### READING PASSAGE
Earlier this month, prosecutors alerted the court that Abshir approached a government witness as he was preparing to testify in Judge Nancy Brasel’s courtroom on the 13th floor of the federal courthouse in Minneapolis.
Abshir had remained out of custody on supervised release since he and several others were charged in September 2022.
However, federal agents re-arrested him last week after the incident at the federal courthouse, where prosecutors say Abshir “stood over” the government witness as he was sitting on a bench outside the courtroom.
Assistant U.S. Attorney Joe Thompson presented still images from security cameras that confirmed the contact – a violation of the terms of Abshir’s pretrial release.
“The madness that this trial has become… is like something I’ve never experienced before,” Thompson told the court. “We have to have agents patrolling our hallways to make sure people like Mr. Abshir aren’t intimidating our witnesses.”
The incident is the latest in a series of events that include the attempted bribery of a juror in a previous trial connected to Feeding Our Future last year.

### DATA SECTION
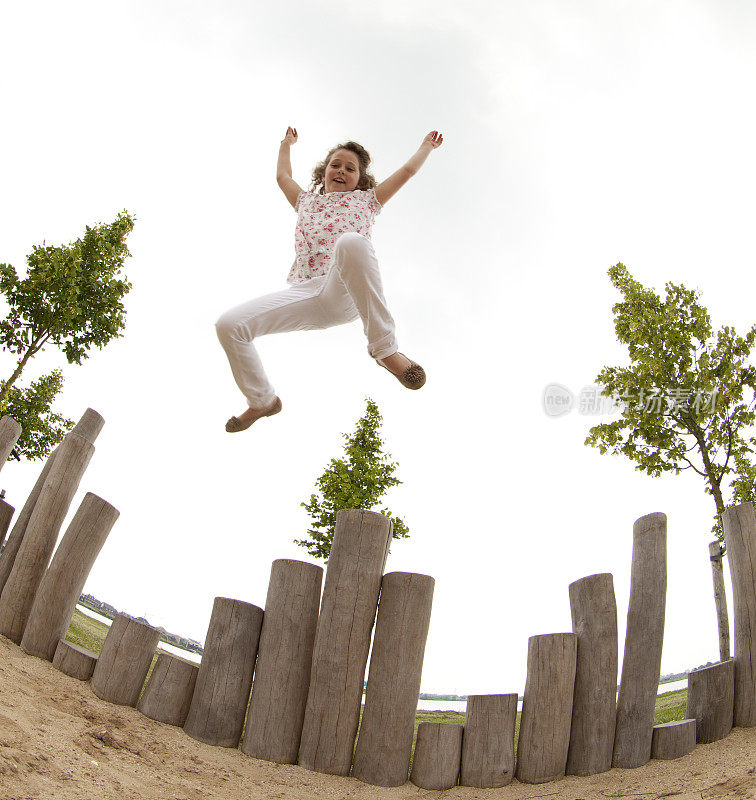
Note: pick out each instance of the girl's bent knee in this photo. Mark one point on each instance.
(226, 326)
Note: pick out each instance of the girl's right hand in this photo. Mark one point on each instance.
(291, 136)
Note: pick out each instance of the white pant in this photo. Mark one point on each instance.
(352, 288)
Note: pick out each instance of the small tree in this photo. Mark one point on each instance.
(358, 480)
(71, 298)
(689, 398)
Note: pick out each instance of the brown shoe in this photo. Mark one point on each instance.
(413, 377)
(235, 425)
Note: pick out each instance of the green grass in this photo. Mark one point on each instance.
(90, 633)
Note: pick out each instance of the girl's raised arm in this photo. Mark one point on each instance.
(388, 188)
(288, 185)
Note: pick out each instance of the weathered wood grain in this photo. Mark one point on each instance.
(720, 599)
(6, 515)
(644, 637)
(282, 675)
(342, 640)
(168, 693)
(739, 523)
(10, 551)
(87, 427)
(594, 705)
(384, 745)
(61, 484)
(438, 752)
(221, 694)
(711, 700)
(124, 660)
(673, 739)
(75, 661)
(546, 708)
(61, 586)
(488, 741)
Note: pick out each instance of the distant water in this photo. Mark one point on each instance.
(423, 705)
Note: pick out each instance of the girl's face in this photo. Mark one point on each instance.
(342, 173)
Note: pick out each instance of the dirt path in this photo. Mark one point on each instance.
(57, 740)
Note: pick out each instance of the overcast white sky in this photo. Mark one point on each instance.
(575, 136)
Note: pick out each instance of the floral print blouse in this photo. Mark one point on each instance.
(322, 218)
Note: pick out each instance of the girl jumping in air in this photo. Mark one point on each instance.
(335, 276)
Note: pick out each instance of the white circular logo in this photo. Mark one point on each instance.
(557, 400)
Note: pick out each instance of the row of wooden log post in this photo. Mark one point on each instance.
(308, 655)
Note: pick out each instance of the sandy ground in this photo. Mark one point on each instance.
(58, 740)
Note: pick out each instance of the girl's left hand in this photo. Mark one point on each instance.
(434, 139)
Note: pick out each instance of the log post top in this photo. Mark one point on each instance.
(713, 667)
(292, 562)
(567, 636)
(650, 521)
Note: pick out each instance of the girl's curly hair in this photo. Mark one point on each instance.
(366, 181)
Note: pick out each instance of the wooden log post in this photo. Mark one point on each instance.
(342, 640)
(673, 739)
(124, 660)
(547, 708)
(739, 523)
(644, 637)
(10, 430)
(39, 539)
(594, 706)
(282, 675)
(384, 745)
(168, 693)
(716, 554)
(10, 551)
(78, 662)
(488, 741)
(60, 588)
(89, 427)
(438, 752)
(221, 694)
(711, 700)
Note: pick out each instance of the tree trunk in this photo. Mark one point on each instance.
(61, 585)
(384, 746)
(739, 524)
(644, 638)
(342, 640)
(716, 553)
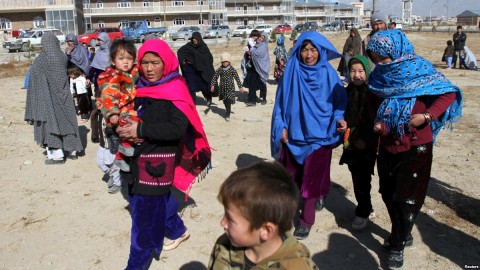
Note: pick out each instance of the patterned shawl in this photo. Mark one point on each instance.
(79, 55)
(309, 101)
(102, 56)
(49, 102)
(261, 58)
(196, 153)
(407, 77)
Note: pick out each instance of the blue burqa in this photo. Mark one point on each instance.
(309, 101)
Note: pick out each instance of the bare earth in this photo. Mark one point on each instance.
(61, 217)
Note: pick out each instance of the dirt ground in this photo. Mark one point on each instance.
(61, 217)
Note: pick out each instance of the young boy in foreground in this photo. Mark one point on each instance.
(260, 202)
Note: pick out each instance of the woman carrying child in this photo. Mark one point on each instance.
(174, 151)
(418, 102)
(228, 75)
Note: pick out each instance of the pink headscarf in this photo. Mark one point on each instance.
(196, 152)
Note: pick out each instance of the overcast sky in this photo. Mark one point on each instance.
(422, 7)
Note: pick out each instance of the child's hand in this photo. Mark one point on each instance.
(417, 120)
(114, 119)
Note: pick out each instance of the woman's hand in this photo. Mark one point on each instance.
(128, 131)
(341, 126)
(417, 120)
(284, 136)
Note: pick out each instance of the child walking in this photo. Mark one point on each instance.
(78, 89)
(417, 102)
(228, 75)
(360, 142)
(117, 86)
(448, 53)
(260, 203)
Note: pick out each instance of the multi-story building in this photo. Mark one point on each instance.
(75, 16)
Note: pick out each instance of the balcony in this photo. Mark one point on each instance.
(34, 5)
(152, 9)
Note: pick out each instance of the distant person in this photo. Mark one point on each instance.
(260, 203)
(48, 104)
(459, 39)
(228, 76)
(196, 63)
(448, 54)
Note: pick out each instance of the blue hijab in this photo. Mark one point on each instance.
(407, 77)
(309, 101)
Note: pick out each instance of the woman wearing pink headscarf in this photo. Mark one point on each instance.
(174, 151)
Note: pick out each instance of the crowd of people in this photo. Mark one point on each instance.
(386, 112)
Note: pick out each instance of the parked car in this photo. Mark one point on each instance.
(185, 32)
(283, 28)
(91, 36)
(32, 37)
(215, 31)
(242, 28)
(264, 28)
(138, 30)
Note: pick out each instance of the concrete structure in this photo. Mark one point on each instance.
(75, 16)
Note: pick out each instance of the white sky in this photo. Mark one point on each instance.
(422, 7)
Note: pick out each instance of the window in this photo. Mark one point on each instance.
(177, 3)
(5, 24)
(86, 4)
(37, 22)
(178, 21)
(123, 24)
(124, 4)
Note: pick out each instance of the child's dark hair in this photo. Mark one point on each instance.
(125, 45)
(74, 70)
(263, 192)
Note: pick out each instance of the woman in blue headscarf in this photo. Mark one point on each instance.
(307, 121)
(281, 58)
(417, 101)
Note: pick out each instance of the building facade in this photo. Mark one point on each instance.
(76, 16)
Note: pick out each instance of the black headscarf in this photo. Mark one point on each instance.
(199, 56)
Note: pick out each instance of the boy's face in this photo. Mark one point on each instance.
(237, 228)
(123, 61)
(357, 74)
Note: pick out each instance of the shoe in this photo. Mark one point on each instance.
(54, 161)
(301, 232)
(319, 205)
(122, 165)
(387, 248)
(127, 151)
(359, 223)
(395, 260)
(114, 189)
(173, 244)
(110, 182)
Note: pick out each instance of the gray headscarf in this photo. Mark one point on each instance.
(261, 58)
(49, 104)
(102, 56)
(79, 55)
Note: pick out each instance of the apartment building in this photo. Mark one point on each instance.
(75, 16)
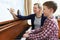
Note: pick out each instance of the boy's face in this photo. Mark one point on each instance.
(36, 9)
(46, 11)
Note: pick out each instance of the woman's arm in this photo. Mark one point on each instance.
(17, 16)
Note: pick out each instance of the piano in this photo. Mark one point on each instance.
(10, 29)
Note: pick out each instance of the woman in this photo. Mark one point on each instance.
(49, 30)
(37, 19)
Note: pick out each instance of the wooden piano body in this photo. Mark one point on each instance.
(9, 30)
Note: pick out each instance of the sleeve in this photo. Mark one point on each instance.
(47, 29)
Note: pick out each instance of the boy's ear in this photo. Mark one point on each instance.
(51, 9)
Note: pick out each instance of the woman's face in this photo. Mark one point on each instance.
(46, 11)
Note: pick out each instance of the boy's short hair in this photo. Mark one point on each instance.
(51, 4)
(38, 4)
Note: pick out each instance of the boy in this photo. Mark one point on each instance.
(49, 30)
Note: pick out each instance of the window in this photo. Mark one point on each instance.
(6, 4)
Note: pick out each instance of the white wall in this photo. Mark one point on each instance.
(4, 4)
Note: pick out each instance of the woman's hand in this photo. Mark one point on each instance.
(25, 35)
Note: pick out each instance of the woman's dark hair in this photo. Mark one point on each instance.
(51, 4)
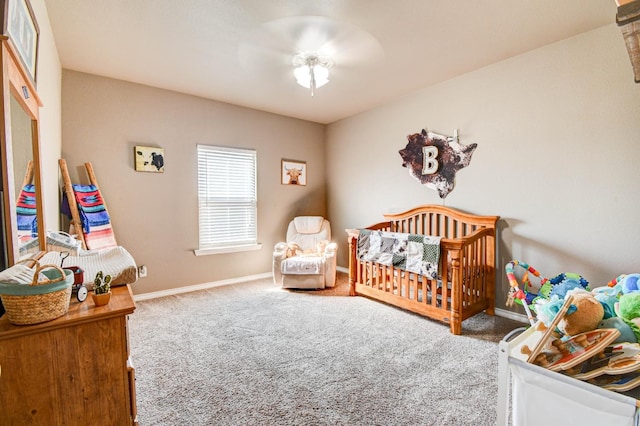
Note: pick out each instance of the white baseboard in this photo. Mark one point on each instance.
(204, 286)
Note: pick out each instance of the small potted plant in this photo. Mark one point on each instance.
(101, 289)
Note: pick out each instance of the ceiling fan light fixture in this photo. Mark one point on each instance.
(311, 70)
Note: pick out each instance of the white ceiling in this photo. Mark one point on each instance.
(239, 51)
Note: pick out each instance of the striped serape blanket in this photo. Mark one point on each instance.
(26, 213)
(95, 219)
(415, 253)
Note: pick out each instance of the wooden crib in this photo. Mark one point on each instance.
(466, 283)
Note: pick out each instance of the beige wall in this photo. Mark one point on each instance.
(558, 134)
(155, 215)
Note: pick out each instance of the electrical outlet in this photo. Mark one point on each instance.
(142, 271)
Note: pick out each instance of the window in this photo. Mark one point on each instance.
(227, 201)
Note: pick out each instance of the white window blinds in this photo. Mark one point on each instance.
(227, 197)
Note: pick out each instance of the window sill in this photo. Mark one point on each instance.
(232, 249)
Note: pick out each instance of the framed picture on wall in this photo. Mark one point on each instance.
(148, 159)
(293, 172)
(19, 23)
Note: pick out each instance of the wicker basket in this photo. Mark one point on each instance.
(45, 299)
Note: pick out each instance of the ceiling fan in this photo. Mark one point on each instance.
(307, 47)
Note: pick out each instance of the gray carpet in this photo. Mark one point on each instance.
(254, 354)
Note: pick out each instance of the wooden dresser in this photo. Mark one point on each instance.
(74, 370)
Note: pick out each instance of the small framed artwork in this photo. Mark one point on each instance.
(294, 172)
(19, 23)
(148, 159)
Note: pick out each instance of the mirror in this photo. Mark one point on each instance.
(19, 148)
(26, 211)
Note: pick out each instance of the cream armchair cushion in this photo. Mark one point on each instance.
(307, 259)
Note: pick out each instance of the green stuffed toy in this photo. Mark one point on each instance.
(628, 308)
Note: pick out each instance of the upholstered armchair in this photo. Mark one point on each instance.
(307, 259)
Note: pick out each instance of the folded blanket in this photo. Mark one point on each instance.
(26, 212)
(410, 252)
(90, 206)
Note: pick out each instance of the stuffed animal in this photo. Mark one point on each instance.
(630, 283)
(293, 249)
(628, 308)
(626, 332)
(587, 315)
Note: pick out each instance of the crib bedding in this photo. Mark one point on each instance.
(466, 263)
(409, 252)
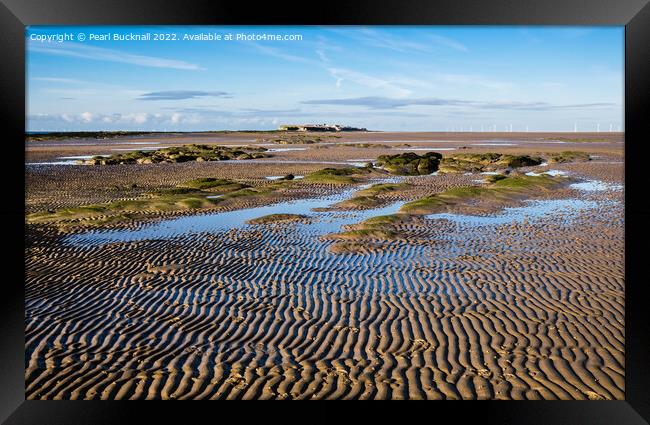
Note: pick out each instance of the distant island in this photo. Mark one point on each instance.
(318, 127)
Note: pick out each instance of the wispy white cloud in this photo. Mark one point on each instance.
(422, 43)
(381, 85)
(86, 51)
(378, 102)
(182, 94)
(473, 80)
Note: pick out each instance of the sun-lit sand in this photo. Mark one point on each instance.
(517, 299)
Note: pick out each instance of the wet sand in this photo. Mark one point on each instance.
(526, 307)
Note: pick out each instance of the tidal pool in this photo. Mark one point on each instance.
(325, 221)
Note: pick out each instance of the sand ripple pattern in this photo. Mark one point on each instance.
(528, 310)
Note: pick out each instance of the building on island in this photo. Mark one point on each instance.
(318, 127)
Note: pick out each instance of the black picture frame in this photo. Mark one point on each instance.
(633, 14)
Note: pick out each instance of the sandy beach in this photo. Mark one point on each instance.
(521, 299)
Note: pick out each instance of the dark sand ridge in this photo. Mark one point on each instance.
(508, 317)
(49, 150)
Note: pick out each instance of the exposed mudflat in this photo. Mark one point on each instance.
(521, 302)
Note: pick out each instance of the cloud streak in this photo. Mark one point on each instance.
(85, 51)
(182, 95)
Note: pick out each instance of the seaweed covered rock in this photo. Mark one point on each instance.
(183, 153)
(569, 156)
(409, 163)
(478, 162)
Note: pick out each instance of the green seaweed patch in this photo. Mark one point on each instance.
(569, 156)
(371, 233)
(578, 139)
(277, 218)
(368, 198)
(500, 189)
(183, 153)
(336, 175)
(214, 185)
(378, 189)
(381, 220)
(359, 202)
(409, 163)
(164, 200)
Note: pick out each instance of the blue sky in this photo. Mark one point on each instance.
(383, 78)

### EXERCISE SET
a – Copy out each line of the listing that contains the string "armchair".
b – Write what comes next in the news report about the witness incident at the Minneapolis federal courthouse, picking up after its final sentence.

### FINAL ANSWERS
a –
Note: pick out each instance of the cream armchair cushion in this photo. Mark one point on each instance.
Note: pick out each instance of the upholstered armchair in this photo. Mark one point on each instance.

b –
“I’ve been a judge for 31 years,” Leung said Friday. “I’ve never seen anything close to this in Minnesota.”
In their arguments to keep Abshir locked up, prosecutors also shared that they found “a series” of assault weapons and ammunition inside the Park Avenue offices used by several suspects in Minneapolis connected to Feeding Our Future.
Abshir’s attorney, Craig Cascarano, asked the court to consider placing his client on electronic monitoring or in a halfway house pending his trial this summer, but Judge Leung was not swayed.
“(It is) a direct attack on the integrity, advocacy and reliability of this nation’s justice system,” Leung said from the bench. “I don’t think this is a close call in this case.”